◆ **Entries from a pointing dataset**

────────────────────

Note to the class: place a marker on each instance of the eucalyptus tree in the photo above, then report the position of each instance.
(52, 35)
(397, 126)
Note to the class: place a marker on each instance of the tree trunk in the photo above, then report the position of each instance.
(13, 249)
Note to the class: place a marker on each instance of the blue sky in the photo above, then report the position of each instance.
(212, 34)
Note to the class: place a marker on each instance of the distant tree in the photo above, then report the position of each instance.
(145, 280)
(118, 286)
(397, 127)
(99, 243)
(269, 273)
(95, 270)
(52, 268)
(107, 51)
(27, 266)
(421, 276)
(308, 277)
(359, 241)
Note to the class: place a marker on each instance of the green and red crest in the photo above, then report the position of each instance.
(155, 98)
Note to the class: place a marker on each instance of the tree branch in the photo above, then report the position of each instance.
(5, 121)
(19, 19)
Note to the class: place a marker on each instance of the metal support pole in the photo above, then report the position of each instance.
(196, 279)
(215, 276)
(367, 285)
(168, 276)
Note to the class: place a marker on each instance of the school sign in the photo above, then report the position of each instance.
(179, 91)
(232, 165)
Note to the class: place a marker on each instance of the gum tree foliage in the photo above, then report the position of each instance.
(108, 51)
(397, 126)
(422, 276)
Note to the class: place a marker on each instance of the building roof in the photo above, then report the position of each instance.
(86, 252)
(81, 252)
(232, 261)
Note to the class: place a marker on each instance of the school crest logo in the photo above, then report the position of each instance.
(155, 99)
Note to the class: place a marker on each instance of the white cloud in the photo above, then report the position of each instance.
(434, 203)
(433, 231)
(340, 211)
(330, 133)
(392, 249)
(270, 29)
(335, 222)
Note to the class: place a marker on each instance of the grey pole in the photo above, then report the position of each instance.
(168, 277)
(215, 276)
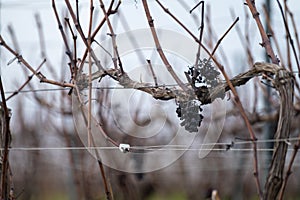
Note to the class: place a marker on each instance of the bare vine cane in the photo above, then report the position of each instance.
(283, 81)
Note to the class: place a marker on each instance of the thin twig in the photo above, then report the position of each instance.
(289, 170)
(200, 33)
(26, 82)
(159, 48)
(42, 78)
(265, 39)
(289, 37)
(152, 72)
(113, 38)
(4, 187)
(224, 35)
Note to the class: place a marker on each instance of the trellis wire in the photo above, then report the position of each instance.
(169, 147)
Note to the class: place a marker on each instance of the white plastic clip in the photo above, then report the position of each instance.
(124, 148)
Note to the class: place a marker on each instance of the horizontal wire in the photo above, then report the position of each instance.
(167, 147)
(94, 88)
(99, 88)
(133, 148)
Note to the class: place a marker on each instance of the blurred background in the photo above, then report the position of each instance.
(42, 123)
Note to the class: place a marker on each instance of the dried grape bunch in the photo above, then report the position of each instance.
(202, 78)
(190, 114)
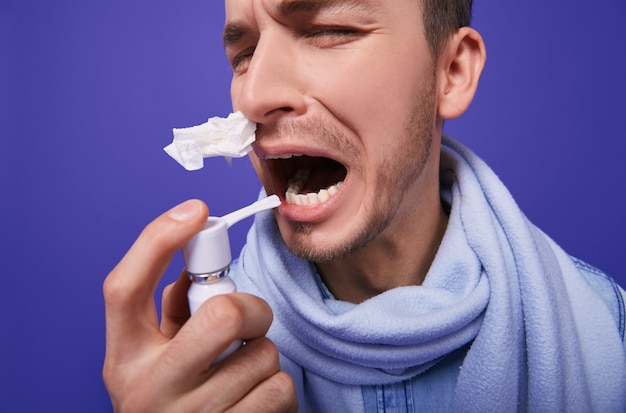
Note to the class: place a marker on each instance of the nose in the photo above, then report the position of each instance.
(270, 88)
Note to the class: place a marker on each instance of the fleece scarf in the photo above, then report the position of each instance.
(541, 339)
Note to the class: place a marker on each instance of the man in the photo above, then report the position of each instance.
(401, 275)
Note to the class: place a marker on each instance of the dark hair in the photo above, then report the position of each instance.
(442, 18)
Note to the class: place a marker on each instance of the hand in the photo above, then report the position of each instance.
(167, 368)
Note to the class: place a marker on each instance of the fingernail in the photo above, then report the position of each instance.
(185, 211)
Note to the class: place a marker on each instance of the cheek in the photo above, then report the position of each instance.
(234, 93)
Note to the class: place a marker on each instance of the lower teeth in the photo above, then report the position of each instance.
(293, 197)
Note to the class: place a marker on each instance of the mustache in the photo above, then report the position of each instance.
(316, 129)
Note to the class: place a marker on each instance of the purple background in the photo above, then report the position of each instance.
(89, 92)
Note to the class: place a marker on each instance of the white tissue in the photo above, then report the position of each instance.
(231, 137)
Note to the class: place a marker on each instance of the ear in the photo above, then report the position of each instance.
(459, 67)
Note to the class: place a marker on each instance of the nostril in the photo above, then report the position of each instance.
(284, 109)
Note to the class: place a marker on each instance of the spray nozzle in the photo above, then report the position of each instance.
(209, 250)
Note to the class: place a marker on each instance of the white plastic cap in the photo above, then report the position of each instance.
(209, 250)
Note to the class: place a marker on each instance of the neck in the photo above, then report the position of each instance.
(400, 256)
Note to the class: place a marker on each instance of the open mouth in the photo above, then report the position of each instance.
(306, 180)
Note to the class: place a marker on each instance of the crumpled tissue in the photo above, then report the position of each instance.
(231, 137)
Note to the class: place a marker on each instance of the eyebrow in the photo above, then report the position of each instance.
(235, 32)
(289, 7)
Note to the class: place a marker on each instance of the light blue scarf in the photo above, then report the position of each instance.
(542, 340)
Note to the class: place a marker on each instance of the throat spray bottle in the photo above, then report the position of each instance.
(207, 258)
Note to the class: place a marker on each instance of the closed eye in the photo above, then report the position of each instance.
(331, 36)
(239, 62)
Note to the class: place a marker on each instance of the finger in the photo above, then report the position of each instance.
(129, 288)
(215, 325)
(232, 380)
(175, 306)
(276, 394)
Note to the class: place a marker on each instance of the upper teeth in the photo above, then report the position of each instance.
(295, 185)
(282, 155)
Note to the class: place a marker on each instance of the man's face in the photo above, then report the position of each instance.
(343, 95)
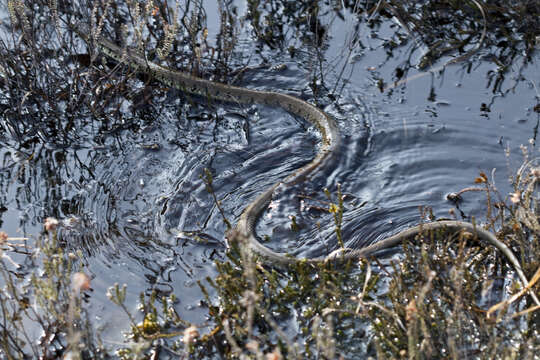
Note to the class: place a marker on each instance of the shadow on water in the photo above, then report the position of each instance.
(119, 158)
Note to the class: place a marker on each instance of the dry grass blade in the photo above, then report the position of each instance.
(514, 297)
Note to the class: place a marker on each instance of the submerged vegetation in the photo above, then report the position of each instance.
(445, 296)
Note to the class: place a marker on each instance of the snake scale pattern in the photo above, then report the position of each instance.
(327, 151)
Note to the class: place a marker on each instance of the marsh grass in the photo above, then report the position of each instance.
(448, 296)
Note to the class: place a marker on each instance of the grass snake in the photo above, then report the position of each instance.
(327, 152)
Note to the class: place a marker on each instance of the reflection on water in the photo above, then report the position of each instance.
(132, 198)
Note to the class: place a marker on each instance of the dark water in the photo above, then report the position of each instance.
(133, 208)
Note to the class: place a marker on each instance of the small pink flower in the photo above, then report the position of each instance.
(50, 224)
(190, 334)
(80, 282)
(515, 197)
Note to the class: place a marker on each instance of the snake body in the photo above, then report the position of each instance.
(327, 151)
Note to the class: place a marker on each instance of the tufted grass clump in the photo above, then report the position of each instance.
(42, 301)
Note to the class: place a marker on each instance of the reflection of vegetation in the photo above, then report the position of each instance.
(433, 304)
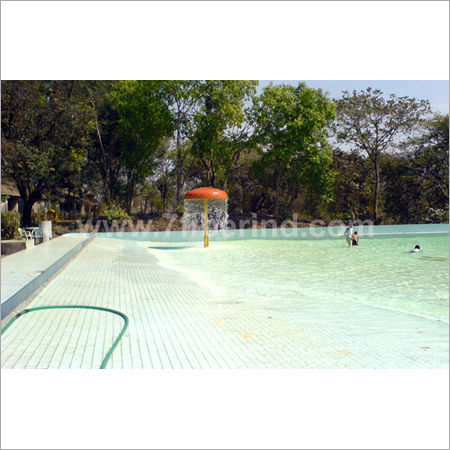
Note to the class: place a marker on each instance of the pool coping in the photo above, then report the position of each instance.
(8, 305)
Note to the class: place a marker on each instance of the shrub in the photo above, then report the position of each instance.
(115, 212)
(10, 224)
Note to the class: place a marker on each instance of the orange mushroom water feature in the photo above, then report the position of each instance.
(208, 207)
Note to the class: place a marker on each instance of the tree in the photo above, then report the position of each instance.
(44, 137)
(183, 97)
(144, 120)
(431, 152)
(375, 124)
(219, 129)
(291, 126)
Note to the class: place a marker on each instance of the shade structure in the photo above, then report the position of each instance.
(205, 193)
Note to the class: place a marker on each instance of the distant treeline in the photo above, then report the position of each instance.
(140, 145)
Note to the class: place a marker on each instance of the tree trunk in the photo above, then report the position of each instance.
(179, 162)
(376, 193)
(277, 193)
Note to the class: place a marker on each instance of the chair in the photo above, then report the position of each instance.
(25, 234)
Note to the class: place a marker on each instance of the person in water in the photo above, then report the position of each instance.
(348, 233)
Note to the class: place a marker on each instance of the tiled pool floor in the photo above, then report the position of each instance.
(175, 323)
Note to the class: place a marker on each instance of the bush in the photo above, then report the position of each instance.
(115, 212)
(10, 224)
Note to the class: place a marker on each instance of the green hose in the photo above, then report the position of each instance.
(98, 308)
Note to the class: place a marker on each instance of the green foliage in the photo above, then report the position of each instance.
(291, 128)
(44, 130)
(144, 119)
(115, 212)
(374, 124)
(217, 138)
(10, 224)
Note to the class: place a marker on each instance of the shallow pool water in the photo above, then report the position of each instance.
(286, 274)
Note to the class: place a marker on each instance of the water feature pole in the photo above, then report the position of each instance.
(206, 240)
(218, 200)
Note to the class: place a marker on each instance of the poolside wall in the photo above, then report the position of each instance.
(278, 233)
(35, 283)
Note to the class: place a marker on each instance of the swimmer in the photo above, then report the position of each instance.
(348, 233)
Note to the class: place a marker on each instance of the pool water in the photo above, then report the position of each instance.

────────────────────

◆ **WHAT YOU NEED TO DO**
Write out only the final block of lines, starting at the line with "of the water" and running to the end of the material.

◆ **RESPONSE FOR THIS EXERCISE**
Note to the class: place a marker on each instance of the water feature pole in the photo above, then report the position of each instance.
(206, 240)
(218, 200)
Note to the class: place a marker on each instance of the poolside wall in the photo above, then report the position of each instance.
(278, 233)
(35, 283)
Note to the class: place a marker on each instance of the swimmer in the photo above, then report the position of each instance.
(348, 233)
Note to the class: place a marker on each instance of the pool water in the photo above, then report the position of each instance.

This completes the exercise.